Run the Bootstrap Errand

All instances now have a failing process state, but also have the MySQL code installed on them. In this state, the bootstrap process recovers the cluster.

  1. Run one of the following commands depending on your Ops Manager version:

    • Ops Manager v1.11 or later:
    bosh2 -e MY-ENV -d MY-DEP run-errand bootstrap
    
    • Ops Manager v1.10:
    bosh run errand bootstrap
    
  2. Validate that the errand completes successfully. Even if some instances still appear as failing, proceed to the next step.

Restore the BOSH Configuration

WARNING: You must run all of the steps. If you do not unignore all ignored instances, they are not updated in future deploys.

To restore your BOSH configuration to its previous state, this procedure unignores each instance that was previously ignored:

  1. For each ignored instance, run one of the following commands depending on your Ops Manager version:

    • Ops Manager v1.11 or later:
    bosh2 -e MY-ENV -d MY-DEP unignore mysql/INSTANCE_GUID
    
    • Ops Manager v1.10:
    bosh unignore instance mysql/INSTANCE_GUID
    
  2. Redeploy:

    • Ops Manager v1.11 or later:
    bosh2 -e MY-ENV -d MY-DEP deploy
    
    • Ops Manager v1.10:
    bosh deploy
    
  3. Validate that all mysql instances are in a running state.

Bootstrap Manually

If the bootstrap errand is not able to automatically recover the cluster, you might need to do the steps manually.

WARNING: The following procedures are prone to user-error and can result in lost data if followed incorrectly. Follow the procedure in Bootstrap with the BOSH Errand above first, and only resort to the manual process if the errand fails to repair the cluster.

^^^^^^^^^^^^^^^^

_PARTS OF THE EXERCISE_.
**a)** List every command line shown in the MySQL cluster recovery text.
**b)** Please write the next part of the MySQL cluster recovery text, picking up after its final warning.

^^^^^^^^^^^^^^^^

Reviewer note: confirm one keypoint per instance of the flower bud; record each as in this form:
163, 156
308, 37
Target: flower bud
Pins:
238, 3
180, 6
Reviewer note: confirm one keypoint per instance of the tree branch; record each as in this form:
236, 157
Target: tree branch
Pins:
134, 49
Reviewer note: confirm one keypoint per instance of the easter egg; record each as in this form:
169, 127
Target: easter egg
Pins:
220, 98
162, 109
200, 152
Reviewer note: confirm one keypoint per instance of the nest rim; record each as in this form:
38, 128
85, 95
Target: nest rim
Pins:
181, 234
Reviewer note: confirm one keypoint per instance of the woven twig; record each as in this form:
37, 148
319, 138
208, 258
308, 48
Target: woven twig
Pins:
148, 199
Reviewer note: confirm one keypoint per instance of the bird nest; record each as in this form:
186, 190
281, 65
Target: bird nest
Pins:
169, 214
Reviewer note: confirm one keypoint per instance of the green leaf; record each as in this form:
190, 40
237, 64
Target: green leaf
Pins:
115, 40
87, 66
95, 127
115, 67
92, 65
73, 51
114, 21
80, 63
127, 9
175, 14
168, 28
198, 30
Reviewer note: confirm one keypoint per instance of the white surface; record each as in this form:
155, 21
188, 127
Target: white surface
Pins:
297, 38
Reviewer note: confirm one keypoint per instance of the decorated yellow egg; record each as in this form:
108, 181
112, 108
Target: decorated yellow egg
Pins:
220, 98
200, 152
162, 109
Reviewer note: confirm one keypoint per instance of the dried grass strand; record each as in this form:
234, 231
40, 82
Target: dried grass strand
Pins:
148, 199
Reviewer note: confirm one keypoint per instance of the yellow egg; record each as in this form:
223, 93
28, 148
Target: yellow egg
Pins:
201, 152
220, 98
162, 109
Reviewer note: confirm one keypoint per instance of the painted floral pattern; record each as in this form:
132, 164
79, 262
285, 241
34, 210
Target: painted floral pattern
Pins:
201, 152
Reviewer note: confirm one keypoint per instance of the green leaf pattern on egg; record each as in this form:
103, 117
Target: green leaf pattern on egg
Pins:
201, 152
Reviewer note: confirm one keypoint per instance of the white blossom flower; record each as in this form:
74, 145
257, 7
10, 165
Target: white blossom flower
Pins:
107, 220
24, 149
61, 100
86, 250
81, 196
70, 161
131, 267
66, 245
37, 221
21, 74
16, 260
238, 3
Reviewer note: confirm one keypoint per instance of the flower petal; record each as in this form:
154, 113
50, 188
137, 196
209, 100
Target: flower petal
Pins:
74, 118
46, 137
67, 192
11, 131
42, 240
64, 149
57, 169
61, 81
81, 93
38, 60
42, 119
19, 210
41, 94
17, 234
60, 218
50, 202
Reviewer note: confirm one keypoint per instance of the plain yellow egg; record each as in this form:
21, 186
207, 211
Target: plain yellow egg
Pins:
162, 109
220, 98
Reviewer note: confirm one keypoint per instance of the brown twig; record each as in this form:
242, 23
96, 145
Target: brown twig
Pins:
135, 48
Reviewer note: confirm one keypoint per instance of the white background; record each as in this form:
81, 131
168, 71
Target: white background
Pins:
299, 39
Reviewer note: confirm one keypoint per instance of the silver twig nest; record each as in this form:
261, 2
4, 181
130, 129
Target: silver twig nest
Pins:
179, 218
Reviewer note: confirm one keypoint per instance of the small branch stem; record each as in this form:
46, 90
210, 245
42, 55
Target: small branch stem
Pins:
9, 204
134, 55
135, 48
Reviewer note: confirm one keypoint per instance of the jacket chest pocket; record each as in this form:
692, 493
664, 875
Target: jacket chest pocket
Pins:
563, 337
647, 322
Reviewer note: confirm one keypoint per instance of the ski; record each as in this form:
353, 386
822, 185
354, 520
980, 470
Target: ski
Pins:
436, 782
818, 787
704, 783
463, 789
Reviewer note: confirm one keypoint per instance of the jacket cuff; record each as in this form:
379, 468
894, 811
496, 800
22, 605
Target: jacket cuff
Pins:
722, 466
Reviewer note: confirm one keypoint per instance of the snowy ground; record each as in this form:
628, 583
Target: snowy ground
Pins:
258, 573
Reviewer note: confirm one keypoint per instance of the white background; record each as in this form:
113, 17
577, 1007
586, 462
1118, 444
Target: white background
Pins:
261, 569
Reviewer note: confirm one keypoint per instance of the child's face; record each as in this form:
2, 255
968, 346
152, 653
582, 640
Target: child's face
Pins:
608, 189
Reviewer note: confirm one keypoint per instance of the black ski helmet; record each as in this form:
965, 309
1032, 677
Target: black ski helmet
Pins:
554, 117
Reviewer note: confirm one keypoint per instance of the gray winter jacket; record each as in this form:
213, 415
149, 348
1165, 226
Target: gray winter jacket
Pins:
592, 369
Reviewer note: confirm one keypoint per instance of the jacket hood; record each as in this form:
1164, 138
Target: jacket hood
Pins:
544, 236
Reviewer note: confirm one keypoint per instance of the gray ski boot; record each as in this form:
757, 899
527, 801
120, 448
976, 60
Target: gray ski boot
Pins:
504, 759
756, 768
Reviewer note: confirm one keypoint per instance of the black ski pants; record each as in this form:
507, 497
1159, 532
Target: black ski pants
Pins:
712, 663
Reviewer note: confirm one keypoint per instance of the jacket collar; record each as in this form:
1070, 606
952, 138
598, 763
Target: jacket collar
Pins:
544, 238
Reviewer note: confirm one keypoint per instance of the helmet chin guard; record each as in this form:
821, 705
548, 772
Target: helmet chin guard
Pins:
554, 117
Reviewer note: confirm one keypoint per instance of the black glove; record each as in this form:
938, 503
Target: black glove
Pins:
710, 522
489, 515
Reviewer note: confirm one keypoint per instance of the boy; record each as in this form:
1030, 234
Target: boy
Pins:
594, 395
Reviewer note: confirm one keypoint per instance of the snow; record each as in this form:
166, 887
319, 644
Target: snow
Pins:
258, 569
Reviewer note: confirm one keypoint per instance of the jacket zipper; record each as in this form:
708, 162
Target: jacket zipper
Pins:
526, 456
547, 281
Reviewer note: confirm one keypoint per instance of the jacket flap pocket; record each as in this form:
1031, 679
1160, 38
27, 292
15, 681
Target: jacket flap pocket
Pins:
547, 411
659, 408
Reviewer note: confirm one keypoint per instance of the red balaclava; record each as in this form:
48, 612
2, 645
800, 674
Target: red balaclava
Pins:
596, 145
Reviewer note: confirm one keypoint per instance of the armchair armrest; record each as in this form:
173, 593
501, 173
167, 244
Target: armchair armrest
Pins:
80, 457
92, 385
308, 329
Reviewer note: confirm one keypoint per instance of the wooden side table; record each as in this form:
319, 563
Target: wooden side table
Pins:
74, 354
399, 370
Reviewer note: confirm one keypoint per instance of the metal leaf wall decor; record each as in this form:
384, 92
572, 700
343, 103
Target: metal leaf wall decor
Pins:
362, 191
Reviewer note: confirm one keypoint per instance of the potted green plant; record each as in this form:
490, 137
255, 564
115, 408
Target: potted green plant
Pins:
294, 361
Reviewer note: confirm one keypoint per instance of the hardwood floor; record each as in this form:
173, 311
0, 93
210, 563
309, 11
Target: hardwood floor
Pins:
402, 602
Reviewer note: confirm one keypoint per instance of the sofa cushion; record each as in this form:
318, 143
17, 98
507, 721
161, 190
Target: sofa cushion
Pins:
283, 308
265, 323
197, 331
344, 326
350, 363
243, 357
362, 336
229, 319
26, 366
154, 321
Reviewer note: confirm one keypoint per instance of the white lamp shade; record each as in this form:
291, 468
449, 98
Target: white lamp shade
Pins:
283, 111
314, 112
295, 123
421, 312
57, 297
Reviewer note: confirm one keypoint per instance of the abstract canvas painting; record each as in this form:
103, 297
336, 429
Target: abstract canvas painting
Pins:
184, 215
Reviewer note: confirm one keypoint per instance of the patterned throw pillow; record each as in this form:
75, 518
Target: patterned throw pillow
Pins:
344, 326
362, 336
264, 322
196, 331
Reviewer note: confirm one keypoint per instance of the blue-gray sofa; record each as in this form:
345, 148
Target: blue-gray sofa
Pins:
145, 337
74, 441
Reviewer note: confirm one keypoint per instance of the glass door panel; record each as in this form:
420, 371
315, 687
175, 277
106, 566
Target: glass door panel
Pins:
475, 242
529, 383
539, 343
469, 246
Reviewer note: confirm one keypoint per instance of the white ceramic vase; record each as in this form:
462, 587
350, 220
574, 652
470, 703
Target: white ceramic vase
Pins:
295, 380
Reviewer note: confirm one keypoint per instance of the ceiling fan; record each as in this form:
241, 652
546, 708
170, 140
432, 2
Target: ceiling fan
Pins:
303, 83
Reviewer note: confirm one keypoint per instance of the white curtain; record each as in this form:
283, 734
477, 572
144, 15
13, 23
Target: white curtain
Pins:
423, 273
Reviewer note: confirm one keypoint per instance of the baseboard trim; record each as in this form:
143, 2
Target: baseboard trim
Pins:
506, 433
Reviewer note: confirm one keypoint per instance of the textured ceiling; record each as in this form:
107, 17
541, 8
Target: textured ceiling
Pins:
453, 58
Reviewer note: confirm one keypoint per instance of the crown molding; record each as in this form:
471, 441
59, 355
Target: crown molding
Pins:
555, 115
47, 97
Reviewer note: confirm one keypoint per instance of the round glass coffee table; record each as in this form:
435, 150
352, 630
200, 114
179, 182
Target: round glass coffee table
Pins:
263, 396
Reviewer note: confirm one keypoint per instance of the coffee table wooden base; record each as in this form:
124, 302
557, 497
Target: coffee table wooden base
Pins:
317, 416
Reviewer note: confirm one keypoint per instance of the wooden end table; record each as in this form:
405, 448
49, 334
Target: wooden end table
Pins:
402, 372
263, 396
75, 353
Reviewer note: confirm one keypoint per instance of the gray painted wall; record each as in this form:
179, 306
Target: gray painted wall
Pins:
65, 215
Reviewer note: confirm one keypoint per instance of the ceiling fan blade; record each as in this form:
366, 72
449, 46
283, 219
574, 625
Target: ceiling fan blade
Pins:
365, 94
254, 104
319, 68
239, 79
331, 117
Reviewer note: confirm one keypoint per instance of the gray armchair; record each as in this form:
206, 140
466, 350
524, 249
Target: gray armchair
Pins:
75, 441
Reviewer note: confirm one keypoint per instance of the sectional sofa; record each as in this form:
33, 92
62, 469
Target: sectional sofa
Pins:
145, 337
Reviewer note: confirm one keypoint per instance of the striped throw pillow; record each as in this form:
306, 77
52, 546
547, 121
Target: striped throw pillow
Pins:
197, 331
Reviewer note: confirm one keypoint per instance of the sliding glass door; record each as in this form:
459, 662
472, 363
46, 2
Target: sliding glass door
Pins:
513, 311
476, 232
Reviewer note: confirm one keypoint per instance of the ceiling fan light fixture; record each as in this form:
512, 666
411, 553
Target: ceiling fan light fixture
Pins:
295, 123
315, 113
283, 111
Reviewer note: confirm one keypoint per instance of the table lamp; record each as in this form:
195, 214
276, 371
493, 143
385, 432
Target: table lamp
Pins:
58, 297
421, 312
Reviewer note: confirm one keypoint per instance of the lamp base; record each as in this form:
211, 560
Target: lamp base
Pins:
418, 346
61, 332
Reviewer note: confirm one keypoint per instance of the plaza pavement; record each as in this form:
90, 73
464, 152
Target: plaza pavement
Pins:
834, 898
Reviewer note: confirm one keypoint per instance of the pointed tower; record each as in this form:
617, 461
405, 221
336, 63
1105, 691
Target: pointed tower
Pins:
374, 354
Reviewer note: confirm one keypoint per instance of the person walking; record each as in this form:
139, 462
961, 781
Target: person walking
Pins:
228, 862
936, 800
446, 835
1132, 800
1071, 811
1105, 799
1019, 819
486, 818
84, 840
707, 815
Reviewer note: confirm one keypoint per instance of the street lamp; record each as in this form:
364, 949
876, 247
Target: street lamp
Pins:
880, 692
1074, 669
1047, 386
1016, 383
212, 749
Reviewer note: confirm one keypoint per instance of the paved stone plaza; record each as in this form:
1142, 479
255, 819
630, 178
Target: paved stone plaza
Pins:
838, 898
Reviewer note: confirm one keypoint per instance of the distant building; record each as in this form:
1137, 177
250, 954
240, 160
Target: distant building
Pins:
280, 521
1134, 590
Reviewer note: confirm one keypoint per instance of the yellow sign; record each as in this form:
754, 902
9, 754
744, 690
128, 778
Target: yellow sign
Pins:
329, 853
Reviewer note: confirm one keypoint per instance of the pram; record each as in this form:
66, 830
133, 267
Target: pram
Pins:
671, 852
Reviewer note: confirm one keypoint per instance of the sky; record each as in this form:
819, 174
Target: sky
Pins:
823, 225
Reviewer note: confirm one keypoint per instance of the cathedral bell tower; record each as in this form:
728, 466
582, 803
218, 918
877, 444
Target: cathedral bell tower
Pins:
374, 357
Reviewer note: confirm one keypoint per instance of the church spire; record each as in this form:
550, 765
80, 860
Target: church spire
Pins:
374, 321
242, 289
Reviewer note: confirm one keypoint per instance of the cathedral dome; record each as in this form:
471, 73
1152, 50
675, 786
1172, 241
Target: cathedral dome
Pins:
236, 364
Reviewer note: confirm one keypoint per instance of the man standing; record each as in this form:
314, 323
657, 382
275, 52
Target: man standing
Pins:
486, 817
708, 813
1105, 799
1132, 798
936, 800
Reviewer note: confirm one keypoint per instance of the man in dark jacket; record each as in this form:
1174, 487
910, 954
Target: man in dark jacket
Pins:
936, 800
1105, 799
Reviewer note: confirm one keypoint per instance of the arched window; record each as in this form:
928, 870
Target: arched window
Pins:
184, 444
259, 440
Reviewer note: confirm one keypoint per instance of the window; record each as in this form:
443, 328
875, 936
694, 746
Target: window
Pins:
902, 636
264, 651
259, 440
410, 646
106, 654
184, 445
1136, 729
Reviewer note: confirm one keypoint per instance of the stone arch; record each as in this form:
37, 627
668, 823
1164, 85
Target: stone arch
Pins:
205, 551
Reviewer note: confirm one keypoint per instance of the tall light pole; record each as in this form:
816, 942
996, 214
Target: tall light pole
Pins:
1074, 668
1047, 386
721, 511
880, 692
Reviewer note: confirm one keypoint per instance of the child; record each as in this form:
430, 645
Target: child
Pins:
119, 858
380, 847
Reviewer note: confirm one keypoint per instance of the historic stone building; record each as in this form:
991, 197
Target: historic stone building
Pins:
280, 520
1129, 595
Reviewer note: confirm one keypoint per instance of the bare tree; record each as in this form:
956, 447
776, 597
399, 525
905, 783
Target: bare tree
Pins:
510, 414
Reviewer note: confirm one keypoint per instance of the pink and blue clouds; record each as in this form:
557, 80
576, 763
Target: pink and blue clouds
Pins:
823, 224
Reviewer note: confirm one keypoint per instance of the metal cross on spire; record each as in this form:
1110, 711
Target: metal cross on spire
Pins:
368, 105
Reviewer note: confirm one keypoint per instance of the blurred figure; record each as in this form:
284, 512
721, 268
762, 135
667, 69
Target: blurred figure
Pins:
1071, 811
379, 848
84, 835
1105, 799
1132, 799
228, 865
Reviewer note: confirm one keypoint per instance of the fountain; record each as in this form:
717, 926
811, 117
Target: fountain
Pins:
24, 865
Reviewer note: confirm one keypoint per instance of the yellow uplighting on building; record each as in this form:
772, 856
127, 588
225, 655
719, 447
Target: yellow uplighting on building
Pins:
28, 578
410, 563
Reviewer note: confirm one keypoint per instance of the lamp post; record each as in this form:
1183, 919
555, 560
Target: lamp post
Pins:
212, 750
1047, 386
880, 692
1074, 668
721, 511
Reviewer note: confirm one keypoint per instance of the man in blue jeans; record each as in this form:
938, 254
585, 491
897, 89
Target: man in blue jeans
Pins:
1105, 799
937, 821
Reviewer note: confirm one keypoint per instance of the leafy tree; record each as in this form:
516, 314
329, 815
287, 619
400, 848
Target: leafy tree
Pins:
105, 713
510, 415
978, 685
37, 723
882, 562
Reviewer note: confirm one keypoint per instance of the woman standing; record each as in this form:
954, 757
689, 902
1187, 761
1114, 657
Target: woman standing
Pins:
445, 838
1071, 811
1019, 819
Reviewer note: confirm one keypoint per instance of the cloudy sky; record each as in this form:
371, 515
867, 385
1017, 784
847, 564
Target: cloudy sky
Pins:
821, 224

^^^^^^^^^^^^^^^^

_TASK RESPONSES_.
**a)**
bosh2 -e MY-ENV -d MY-DEP run-errand bootstrap
bosh run errand bootstrap
bosh2 -e MY-ENV -d MY-DEP unignore mysql/INSTANCE_GUID
bosh unignore instance mysql/INSTANCE_GUID
bosh2 -e MY-ENV -d MY-DEP deploy
bosh deploy

**b)**
Do the procedures in the sections below to manually bootstrap your cluster.

Shut Down MariaDB

Do the following for each node in the cluster:

  1. SSH into the node:

  2. Shut down the mariadb process on the node. Run the following command:

    monit stop mariadb_ctrl
    

Re-bootstrapping the cluster is not successful unless you shut down the mariadb process on all nodes in the cluster.

Choose Node to Bootstrap

To choose the node to bootstrap, you must find the node with the highest transaction sequence number.

Do the following for each node in the cluster:

  1. To SSH into the node, run one of the following commands:

  2. To view the sequence number for a node, run the following command:

    /var/vcap/jobs/mysql/bin/get-sequence-number
    

    When prompted confirm that you want to stop MySQL.

    For example:

     
      $ /var/vcap/jobs/mysql/bin/get-sequence-number
      This script stops mysql. Are you sure? (y/n): y
    
      {"sequence_number":421,"instance_id":"012abcde-f34g-567h-ijk8-9123l4567891"}
    
  3. Record the value of sequence_number.

After determining the sequence_number for all nodes in your cluster, identify the node with the highest sequence_number. If all nodes have the same sequence_number, you can choose any node as the new bootstrap node.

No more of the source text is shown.